Excerpt section start

A Story of Addiction & Loss

Month: August 2024

I GET IT

 

Matt,  I finally understand.   The need to escape the world in which we have nothing but pain and stress.   Until it happened to me I could never comprehend how chronic pain could suck the joy out of life.  I could never understand the power of the anxiety that walks hand in hand with this pain. 

This summer has been a shit show.   June 24th I go to Penn for my 6th month CT.  figuring its been 4 years of clean scans, I was really not thinking anything would have the nerve to pop up after this time.   You know Cancer is a lot like addiction.  It fools you into thinking you are in control then it slaps you in the face with that powerful GOT YA.  

They find a nodule in the base of my right lung.  Seems the little shit has been there for 3 years growing like a nasty weed that you just can’t seem to get rid of.  Now it’s reached the danger zone and something needs to be done.  

So now I have to go through what they call a simulation test.  Sounds so simple, but it’s pure hell.  It’s a combination CT and PET scan where you lay on a hard metal table for what seems like forever.  I remember how after your back surgery you were always so uncomfortable laying on your back.  As I lay there I replayed many conversations we had about your pain.  Still no matter how much you tried to explain to me I never got it.  Well, believe me as I lay there I got it.

The results show a minimal uptake in my spine at the surgical site and that damn little nodule in my lung.  So now it’s an MRI of my spine to rule out recurrence of cancer.  Another 45 minutes on a hard, cold table.  Believe me I got it.

Excerpt section end
Data extract section start

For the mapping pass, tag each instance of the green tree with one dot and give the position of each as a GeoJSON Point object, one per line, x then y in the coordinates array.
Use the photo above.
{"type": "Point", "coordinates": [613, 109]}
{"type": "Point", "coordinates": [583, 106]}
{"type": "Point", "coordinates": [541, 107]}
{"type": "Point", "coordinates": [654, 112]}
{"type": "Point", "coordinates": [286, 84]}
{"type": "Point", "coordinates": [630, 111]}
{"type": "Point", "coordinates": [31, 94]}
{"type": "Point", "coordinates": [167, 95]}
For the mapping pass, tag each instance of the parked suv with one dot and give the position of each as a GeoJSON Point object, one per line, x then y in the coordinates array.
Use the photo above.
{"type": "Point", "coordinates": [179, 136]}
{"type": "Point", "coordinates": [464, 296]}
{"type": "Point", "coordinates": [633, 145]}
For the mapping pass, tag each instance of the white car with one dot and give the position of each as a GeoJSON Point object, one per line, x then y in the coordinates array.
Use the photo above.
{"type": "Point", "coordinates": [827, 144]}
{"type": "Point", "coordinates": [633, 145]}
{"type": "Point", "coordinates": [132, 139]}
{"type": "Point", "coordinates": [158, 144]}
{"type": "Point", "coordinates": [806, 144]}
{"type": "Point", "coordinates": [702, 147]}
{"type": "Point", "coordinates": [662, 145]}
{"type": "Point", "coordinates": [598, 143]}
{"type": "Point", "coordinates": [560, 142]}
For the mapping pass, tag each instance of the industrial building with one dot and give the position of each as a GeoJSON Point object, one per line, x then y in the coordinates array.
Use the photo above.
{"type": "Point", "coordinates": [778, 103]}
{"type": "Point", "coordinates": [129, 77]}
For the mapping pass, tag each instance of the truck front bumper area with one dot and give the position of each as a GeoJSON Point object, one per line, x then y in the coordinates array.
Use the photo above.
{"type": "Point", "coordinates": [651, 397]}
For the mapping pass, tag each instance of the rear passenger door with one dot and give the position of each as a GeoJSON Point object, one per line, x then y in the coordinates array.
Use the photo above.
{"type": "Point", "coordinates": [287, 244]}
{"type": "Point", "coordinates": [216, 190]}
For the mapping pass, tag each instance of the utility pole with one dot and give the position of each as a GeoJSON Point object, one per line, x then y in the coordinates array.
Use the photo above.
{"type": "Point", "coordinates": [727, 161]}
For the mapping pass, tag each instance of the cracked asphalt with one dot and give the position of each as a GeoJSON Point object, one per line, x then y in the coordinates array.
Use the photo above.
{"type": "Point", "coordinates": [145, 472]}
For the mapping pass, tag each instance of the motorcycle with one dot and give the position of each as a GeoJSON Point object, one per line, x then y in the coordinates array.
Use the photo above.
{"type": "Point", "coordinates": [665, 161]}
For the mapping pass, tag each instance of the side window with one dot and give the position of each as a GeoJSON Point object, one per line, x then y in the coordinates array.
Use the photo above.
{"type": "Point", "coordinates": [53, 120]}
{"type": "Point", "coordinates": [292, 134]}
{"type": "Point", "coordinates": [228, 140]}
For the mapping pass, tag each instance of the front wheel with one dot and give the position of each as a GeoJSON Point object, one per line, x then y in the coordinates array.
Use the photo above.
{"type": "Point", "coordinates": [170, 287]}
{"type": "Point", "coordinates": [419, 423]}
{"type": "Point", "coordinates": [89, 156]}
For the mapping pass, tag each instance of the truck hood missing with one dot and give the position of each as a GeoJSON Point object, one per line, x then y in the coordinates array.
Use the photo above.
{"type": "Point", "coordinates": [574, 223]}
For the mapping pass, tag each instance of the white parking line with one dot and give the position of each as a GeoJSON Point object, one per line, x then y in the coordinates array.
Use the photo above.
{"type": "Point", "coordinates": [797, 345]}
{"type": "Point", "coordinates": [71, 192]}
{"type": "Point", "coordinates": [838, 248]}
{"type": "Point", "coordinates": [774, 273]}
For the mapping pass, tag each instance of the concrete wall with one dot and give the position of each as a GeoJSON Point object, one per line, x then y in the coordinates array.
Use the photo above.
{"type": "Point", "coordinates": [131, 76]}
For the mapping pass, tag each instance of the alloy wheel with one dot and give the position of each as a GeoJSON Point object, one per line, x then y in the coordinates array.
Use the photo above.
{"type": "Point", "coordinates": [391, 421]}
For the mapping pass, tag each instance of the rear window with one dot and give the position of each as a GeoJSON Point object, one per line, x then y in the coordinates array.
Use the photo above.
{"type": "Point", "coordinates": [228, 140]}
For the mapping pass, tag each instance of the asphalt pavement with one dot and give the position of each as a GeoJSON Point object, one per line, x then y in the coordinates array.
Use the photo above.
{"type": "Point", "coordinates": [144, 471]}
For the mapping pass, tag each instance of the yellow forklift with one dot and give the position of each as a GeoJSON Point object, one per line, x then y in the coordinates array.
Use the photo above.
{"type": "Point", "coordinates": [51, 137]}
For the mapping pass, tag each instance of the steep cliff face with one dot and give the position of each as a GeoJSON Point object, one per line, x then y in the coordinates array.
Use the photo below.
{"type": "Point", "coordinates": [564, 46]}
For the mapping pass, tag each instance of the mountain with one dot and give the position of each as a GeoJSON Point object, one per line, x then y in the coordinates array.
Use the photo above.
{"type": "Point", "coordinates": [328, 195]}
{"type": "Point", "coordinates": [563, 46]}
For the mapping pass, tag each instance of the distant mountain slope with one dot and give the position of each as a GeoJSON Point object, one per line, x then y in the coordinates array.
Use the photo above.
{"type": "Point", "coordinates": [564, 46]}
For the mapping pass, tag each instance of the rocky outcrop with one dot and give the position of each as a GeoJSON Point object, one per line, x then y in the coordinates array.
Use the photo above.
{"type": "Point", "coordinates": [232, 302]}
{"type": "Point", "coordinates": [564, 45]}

Data extract section end

# Things to do
1) In the blog post on addiction and loss, on what date did the writer go to Penn for the six-month CT?
2) Pick up the blog post on addiction and loss after its last sentence and continue it.

# Answers given
1) June 24th.

2)
Then a week of panic attacks.  Feeling like I wasn’t going to survive another minute of worry and wondering what fun was coming my way.   

Oh, I found out God does have a sense of humor.  As if I wasn’t stressed out enough, the cat does a ninja warrior move and breaks her leg.  The dog gets sick as well.  So now between running to the vet and having to confine a very active cat who’s now wearing a cast I have very little time to think about me.  Thanks God..

The outcome of all this is more radiation to my already glowing, beat up body.   I remember when you would go for walks with me and you walked like an old man.  Well Matt, I walk like an old lady.  I experience the panic attacks and the anxiety you did.  I remember you taking Xanax to help you cope.  I now take Xanax to help me cope.  

I never understood your struggles until they became mine.  Until I walked that same broken road with the same broken body.  How I wish I could talk to you.  The first thing I would tell you is how sorry I am for not showing you more compassion. For not doing all I could to understand where you were coming from.  I believed you were just taking those pills for the hell of it.  I never realized you were taking those pills to not just survive your life but to get a reprieve from the constant pain.

We are so alike.  I never realized this until you left and my life fell apart.  I can’t tell you how many times I want to call you and spill my guts.  To find ways that we could both survive the pain without having to die seeking relief.  

I know it’s too late, but I wanted you to know that finally I Get It.  

Love Forever,  Mom 

 

 

 

Heavenly Birthday’s Are Just So Hard.

Matt, today July 30th is your birthday I’m sitting here looking out at the sea our happy place letting all the beautiful memories run through my mind like an old fashion movie projector. My tears are falling as I search the sky for a sign.

You see Matt even after all these years the grief continues to wrap itself around my heart squeezing until I am breathless knowing the reality of my life is we will never share another birthday together.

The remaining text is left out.